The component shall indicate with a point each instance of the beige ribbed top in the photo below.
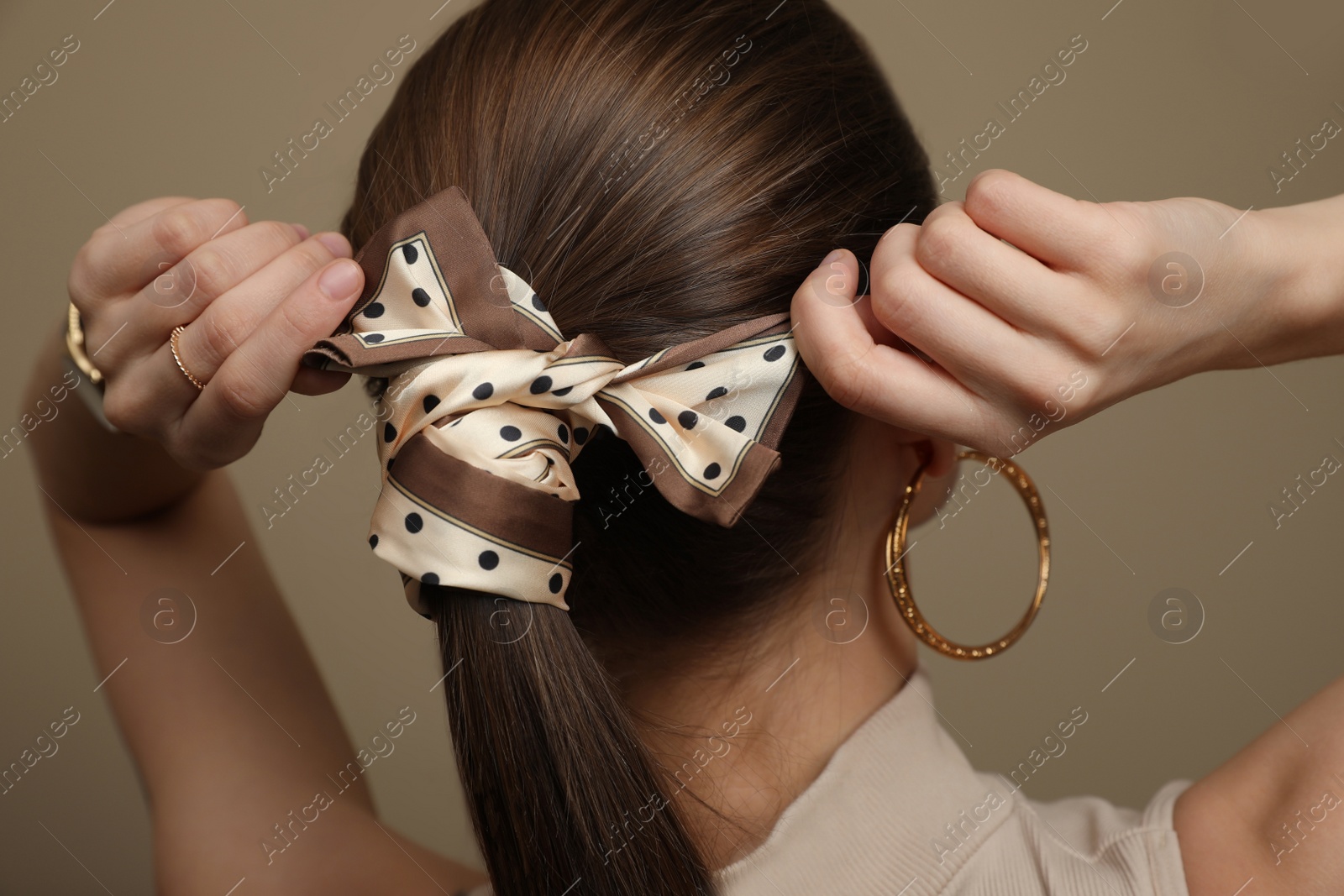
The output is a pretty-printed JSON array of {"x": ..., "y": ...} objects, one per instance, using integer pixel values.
[{"x": 900, "y": 812}]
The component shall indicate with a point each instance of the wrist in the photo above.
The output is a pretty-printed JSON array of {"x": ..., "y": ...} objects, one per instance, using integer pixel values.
[
  {"x": 1304, "y": 246},
  {"x": 92, "y": 473}
]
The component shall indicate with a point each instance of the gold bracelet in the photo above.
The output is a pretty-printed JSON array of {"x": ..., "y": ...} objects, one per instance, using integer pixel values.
[{"x": 76, "y": 347}]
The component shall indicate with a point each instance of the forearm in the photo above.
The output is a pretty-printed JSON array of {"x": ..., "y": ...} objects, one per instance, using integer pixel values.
[
  {"x": 1305, "y": 244},
  {"x": 93, "y": 474}
]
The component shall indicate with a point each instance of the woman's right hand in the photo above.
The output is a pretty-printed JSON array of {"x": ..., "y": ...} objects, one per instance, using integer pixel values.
[
  {"x": 252, "y": 297},
  {"x": 1021, "y": 311}
]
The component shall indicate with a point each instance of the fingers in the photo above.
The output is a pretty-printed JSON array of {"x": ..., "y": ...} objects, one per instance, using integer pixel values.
[
  {"x": 979, "y": 265},
  {"x": 960, "y": 335},
  {"x": 869, "y": 376},
  {"x": 140, "y": 211},
  {"x": 1055, "y": 228},
  {"x": 183, "y": 291},
  {"x": 125, "y": 258},
  {"x": 226, "y": 418},
  {"x": 228, "y": 322}
]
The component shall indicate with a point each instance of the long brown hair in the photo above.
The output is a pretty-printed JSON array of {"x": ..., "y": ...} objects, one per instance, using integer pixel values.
[{"x": 658, "y": 170}]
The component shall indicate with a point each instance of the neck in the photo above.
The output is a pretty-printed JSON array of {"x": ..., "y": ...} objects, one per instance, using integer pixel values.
[{"x": 743, "y": 741}]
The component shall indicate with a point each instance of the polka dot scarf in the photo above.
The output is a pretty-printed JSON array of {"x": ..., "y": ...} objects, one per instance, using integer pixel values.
[{"x": 490, "y": 405}]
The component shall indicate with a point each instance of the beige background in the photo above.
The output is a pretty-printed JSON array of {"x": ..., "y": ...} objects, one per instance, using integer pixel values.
[{"x": 1169, "y": 98}]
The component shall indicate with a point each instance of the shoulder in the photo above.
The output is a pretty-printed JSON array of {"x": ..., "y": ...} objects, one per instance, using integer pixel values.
[
  {"x": 1274, "y": 812},
  {"x": 1097, "y": 846}
]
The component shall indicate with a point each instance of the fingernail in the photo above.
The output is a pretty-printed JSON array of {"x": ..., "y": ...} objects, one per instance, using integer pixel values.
[
  {"x": 335, "y": 244},
  {"x": 340, "y": 280}
]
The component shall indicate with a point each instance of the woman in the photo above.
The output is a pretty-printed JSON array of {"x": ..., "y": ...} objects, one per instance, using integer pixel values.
[{"x": 659, "y": 172}]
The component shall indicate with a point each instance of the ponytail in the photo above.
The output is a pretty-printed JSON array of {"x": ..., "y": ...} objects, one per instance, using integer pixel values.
[{"x": 562, "y": 792}]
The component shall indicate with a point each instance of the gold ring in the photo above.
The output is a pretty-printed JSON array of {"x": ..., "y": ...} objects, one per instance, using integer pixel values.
[
  {"x": 172, "y": 343},
  {"x": 900, "y": 586}
]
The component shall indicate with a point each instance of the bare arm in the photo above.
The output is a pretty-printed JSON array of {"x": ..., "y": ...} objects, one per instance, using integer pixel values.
[{"x": 232, "y": 727}]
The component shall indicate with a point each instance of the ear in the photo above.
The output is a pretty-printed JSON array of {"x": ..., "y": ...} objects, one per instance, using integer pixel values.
[{"x": 944, "y": 457}]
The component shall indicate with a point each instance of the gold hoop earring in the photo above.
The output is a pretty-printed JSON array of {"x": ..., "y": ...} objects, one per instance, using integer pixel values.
[{"x": 897, "y": 569}]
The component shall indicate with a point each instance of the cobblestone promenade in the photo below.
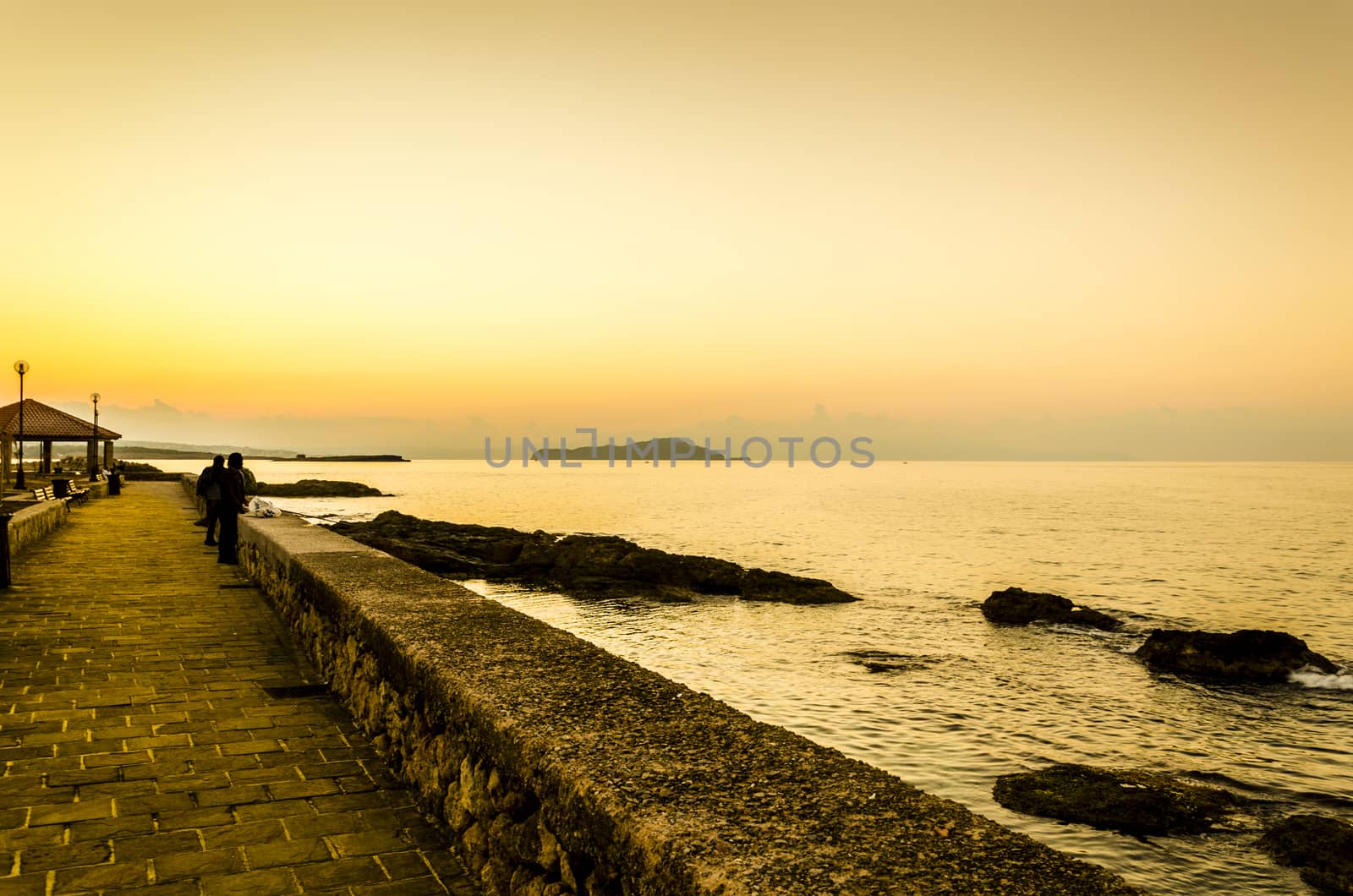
++++++
Exercise prompt
Copy out every item above word for word, without the pictures.

Exercise result
The component shall indicate with a point each instance of the beige ribbed top in the photo below.
The output is a pretty-printed JSON array of {"x": ..., "y": ...} objects, one per instance, using integer pixel values.
[{"x": 900, "y": 812}]
The component shall indicate with a point each instance of the wrist in the photo above.
The output is a pretty-printed JSON array of {"x": ..., "y": ...} objects, one per instance, using integer pixel values.
[
  {"x": 1304, "y": 246},
  {"x": 92, "y": 473}
]
The component shall indicate with a point each instance of the gold bracelet in the photo above.
The output is a pretty-printed JSON array of {"x": ..., "y": ...} objects, one per instance, using integer pixel values.
[{"x": 76, "y": 347}]
The component shall indicate with a point each instance of the forearm in the photo above.
The output is a pretty-printed JSON array of {"x": ..., "y": ...} objects, one per instance, using integer pixel values.
[
  {"x": 1305, "y": 244},
  {"x": 93, "y": 474}
]
The component shall indicate with a point each instance of the woman's right hand in the photo above.
The output is a pretty-printed JSON array of {"x": ..., "y": ...} objects, one per instance, using integer pixel values.
[
  {"x": 252, "y": 297},
  {"x": 1021, "y": 311}
]
The component shall indicate with a point each instance of the fingers in the photo above.
The output is a pretty-printed JSON array of {"x": ..., "y": ...} objects, one per instance, using integer pixel values.
[
  {"x": 979, "y": 265},
  {"x": 960, "y": 335},
  {"x": 869, "y": 376},
  {"x": 140, "y": 211},
  {"x": 1055, "y": 228},
  {"x": 183, "y": 291},
  {"x": 125, "y": 258},
  {"x": 226, "y": 418},
  {"x": 228, "y": 322}
]
The component shall indicate with a point each instance of the long brown hair in the photo above.
The output is a pretty-printed JSON array of {"x": ..., "y": ...} objects, one per instance, using integer pixel values.
[{"x": 658, "y": 170}]
The component shall indicate with a point each instance of the neck in the photo above.
The output is a pretty-printed JSON array of {"x": ..., "y": ...} objects, one per instance, using integer pixel values.
[{"x": 743, "y": 741}]
The component shall indicate with a point each instance of the polka dot scarf in the photo above.
The output is a pretty-printed JSON array of {"x": ..., "y": ...} objects, one per instance, using integer pixel values.
[{"x": 490, "y": 405}]
The component shall indicate with a point each instance of the beige background in the photo above.
The output is a pretty-printed JSON array of {"x": ..., "y": ...} objects, one per instance, using integer pixel values.
[{"x": 1169, "y": 98}]
The component shall indicate with a point each instance of the shoulder in the photo above.
The output is a pretty-printed JSON array of {"x": ..., "y": ...} objects, one per instance, using integer pixel values.
[
  {"x": 1274, "y": 812},
  {"x": 1097, "y": 846}
]
The component shall indicate with a point each instance of the fingernail in the photo above.
The output is a pretty-printed JSON array of {"x": ..., "y": ...} objects, one per instance, using integer pixel values.
[
  {"x": 335, "y": 244},
  {"x": 340, "y": 280}
]
The component shall indicate with a point each instance of the woman in the photo above.
The output is a pretty-printed JSON array of {"x": ..., "y": ...} objects, one per instance, using integer pixel values.
[{"x": 659, "y": 172}]
The component shall indicate with a point each instance of the ponytail in the photo above.
The output is a pretty-printed JSON array of {"x": ..., "y": ...} objects, one per instance, using integer pixel values.
[{"x": 562, "y": 792}]
The component shall indicate with a point each instance of the gold ring in the photo above.
The output is a pretty-printed JSON array of {"x": ..., "y": ...} objects, one per instance, using integer pixel values.
[
  {"x": 172, "y": 343},
  {"x": 900, "y": 586}
]
The component shall indicate with a point each instance of the bare arm in the photo above.
The output is a pretty-printed JSON array of {"x": ..., "y": ...} objects, one per instance, using integer pixel values.
[{"x": 232, "y": 727}]
The component shall indicate with a point each instance of the ear in the photo above.
The output is a pretty-printed JSON array of {"x": ..., "y": ...} objects, one per instance, using integer pixel values.
[{"x": 944, "y": 457}]
The component shall indicate with a point each instance of the gold hoop earring in the photo above.
The output is a pretty-printed JSON array of {"x": ..., "y": ...} objects, one per instance, using integer pixel values.
[{"x": 897, "y": 569}]
The component shall indicate with a point each instance of the cobblestone promenade in the photo below.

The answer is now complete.